- **DIRECTIONS FOR THIS TASK**
Please rewrite the records below, replacing every "Ground" with "Locate" and keeping everything else unchanged.

- **RECORDS FOR PROCESSING**

..........

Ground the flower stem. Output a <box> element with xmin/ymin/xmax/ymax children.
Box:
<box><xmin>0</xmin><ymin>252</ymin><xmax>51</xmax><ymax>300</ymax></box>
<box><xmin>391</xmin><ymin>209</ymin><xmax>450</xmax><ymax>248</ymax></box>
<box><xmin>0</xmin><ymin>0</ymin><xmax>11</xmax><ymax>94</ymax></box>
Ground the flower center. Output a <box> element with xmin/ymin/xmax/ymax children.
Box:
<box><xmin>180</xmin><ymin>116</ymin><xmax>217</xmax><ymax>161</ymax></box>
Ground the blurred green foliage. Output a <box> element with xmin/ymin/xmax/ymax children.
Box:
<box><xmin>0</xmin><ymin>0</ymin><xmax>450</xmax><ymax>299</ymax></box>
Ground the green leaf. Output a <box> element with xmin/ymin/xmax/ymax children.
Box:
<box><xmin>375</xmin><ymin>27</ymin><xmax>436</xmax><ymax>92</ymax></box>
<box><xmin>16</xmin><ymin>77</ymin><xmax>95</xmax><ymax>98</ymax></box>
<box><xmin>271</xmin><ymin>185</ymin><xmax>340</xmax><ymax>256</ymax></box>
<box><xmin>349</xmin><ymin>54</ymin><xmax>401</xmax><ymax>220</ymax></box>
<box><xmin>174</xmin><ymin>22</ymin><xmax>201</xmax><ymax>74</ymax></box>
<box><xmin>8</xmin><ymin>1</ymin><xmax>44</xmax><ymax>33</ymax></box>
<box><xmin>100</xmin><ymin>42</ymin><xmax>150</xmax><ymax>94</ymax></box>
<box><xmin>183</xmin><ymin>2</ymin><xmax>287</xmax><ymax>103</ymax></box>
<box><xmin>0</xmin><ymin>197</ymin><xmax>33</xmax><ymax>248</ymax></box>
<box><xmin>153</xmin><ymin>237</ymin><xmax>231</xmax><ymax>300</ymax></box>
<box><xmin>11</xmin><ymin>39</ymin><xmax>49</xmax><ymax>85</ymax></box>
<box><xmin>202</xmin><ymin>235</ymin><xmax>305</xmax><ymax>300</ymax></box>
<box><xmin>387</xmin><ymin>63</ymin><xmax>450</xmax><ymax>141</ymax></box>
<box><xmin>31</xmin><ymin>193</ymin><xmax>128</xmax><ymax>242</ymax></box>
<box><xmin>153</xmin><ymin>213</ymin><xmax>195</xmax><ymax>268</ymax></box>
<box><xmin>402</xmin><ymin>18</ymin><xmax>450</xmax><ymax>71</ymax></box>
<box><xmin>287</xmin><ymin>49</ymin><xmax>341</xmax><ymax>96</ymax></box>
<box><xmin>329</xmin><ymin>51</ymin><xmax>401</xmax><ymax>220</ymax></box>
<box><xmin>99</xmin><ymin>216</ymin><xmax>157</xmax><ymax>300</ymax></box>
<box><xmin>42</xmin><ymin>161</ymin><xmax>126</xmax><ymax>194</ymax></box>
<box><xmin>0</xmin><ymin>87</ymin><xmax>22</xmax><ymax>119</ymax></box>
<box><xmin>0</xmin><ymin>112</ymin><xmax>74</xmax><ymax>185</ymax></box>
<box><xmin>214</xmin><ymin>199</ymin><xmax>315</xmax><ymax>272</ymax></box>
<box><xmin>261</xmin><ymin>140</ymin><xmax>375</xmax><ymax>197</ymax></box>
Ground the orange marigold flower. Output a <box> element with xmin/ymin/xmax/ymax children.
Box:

..........

- **EXERCISE ANSWER**
Locate the flower stem. Output a <box> element with xmin/ymin/xmax/ymax children.
Box:
<box><xmin>0</xmin><ymin>252</ymin><xmax>51</xmax><ymax>300</ymax></box>
<box><xmin>391</xmin><ymin>209</ymin><xmax>450</xmax><ymax>248</ymax></box>
<box><xmin>0</xmin><ymin>0</ymin><xmax>11</xmax><ymax>94</ymax></box>
Locate the flower center. Output a <box> element with xmin/ymin/xmax/ymax children.
Box:
<box><xmin>180</xmin><ymin>116</ymin><xmax>217</xmax><ymax>161</ymax></box>
Locate the blurred green foliage. Output a <box> element with xmin/ymin/xmax/ymax children.
Box:
<box><xmin>0</xmin><ymin>0</ymin><xmax>450</xmax><ymax>299</ymax></box>
Locate the green leaf. Output a <box> element with xmin/ymin/xmax/ymax children.
Box:
<box><xmin>375</xmin><ymin>27</ymin><xmax>436</xmax><ymax>92</ymax></box>
<box><xmin>16</xmin><ymin>77</ymin><xmax>95</xmax><ymax>98</ymax></box>
<box><xmin>271</xmin><ymin>185</ymin><xmax>340</xmax><ymax>256</ymax></box>
<box><xmin>349</xmin><ymin>54</ymin><xmax>401</xmax><ymax>220</ymax></box>
<box><xmin>174</xmin><ymin>22</ymin><xmax>201</xmax><ymax>74</ymax></box>
<box><xmin>8</xmin><ymin>1</ymin><xmax>44</xmax><ymax>33</ymax></box>
<box><xmin>100</xmin><ymin>42</ymin><xmax>150</xmax><ymax>94</ymax></box>
<box><xmin>183</xmin><ymin>2</ymin><xmax>287</xmax><ymax>103</ymax></box>
<box><xmin>0</xmin><ymin>197</ymin><xmax>33</xmax><ymax>248</ymax></box>
<box><xmin>153</xmin><ymin>237</ymin><xmax>231</xmax><ymax>300</ymax></box>
<box><xmin>11</xmin><ymin>39</ymin><xmax>49</xmax><ymax>85</ymax></box>
<box><xmin>202</xmin><ymin>235</ymin><xmax>305</xmax><ymax>300</ymax></box>
<box><xmin>387</xmin><ymin>63</ymin><xmax>450</xmax><ymax>141</ymax></box>
<box><xmin>31</xmin><ymin>193</ymin><xmax>128</xmax><ymax>242</ymax></box>
<box><xmin>153</xmin><ymin>213</ymin><xmax>195</xmax><ymax>268</ymax></box>
<box><xmin>402</xmin><ymin>18</ymin><xmax>450</xmax><ymax>71</ymax></box>
<box><xmin>287</xmin><ymin>49</ymin><xmax>341</xmax><ymax>96</ymax></box>
<box><xmin>329</xmin><ymin>51</ymin><xmax>401</xmax><ymax>220</ymax></box>
<box><xmin>99</xmin><ymin>216</ymin><xmax>157</xmax><ymax>300</ymax></box>
<box><xmin>42</xmin><ymin>161</ymin><xmax>126</xmax><ymax>194</ymax></box>
<box><xmin>0</xmin><ymin>87</ymin><xmax>22</xmax><ymax>119</ymax></box>
<box><xmin>0</xmin><ymin>112</ymin><xmax>74</xmax><ymax>185</ymax></box>
<box><xmin>214</xmin><ymin>199</ymin><xmax>315</xmax><ymax>272</ymax></box>
<box><xmin>261</xmin><ymin>140</ymin><xmax>375</xmax><ymax>197</ymax></box>
Locate the orange marigold flower. Output a <box> element with xmin/ymin/xmax/ymax children.
Box:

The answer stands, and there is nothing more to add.